TASK INSTRUCTIONS: In the article on the Apache Cassandra 4.0 beta, which new feature is intended to make scaling and recovering from node outages faster and more efficient?

The beta version of Apache Cassandra 4.0, the most significant new release of column-oriented NoSQL database in years according to those involved, hit the downloads centre this week, with the promise of a 5x scaling speed improvement, new observability features and less "unnecessary garbage".
Although official support for Java 11 has missed the release, it is in the pipeline.
The robustness of the new release comes through its new Zero Copy Streaming features, which aims to make it faster and more efficient to scale and recover node outages in the distributed database, according to DataStax, a vendor supporting the Apache open-source project.
Joshua McKenzie, head of open source strategy at DataStax, said: “If you release stuff [data] through the Linux kernel, you pay a price for it. The notion behind zero copy streaming is to avoid having to pay that price: to get things directly to the application; do things in bulk; don't de-serialize and re-serialize the data. The whole idea behind it is basically just pick up a chunk of a things that someone else needs, send it to them as fast as possible and get all the middlemen out of the way.”
He said the feature would increase operational efficiency and lower skills level necessary to deploy and manage database clusters. “It’s part of the play to make it easier for operators,” he said.
The explanation relates to the way Cassandra can create unnecessary garbage and slows down the whole streaming process as some Sorted Strings Table can be transferred as a whole file rather than individual partitions.
If you release stuff [data] through the Linux kernel, you pay a price for it. The notion behind zero copy streaming is to avoid having to pay that price...
Cassandra 4.0 modifies the streaming path to add additional information into the streaming header and uses ZeroCopy APIs to transfer bytes to and from the network and disk. So now, an SSTable may be transferred using this strategy when Cassandra detects that a complete SSTable needs to be transferred.
McKenzie said the release was user and community-led and described himself as a “muppet” of the democratic Cassandra open source community - which we take to mean its mouthpiece.
The second tranche of features focus on security and observability and include an audit logging feature for operators to track the data manipulation language (DML), and control language (DCL) activity with minimal impact to normal workload performance, DataStax said. The point is to help address data governance and compliance, such as with GDPR, more easily.
Other observers said the release could be the most stable of the NoSQL database. Ben Bromhead, CTO of Cassandra consulting and support firm Instaclustr, said the Apache Cassandra community had struggled with finding the right balance of features, stability and performance for major version releases for a long time.
“The 4.0 beta demonstrates a maturity as a community to step back and take a hard look at what our priorities are and start to change our processes and focus based on those discussions. The result will (hopefully) be one of the most stable major releases of Apache Cassandra yet.”
There had been some friction between DataStax as dominant player, and the rest of the community. But in April, DataStax veep of developer relations Patrick McFadin said the company had been working hard to correct the perception since the arrival of CEO Chet Kapoor from Google in October last year.
In future Cassandra features in the pipeline is support for Java 11 and its new Z Garbage Collector (ZGC) that aims to reduce the pause times for this memory management exercise no more than a few milliseconds.
Datastax’s McKenzie said the community was unsure of whether to hold up the release of Cassandra 4.0 to ensure support for JDK 11 could be included. But it eventually decided to go ahead with the release and “address things that come up that are JDK 11 specific”.
“There was an unofficial poll and something like 25 per cent of the community is running, Cassandra on JDK 11 already so, the thing definitely works,” he said.
General availability of Cassandra 4.0 would depend on the community but is expected before the end of the year, he said. ®

(Point labeling entries)

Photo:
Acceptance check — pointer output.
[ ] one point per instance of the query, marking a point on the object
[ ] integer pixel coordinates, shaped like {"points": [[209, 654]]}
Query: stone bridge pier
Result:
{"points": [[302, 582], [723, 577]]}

==

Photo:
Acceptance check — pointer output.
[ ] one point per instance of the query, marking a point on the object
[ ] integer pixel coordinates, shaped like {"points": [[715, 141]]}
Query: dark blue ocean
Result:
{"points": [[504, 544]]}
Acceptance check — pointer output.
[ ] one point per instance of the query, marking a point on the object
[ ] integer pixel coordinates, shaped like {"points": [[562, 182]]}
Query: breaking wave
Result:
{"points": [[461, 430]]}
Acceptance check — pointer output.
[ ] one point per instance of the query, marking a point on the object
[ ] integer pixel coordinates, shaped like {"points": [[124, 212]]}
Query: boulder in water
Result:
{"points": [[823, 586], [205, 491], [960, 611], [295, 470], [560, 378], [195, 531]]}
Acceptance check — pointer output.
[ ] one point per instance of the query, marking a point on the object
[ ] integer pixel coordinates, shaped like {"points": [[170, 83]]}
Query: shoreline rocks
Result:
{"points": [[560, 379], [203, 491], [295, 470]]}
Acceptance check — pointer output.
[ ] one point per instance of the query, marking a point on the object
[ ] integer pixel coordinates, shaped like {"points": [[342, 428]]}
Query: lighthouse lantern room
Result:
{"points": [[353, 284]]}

SOLUTION FOR THIS EXERCISE: Zero Copy Streaming.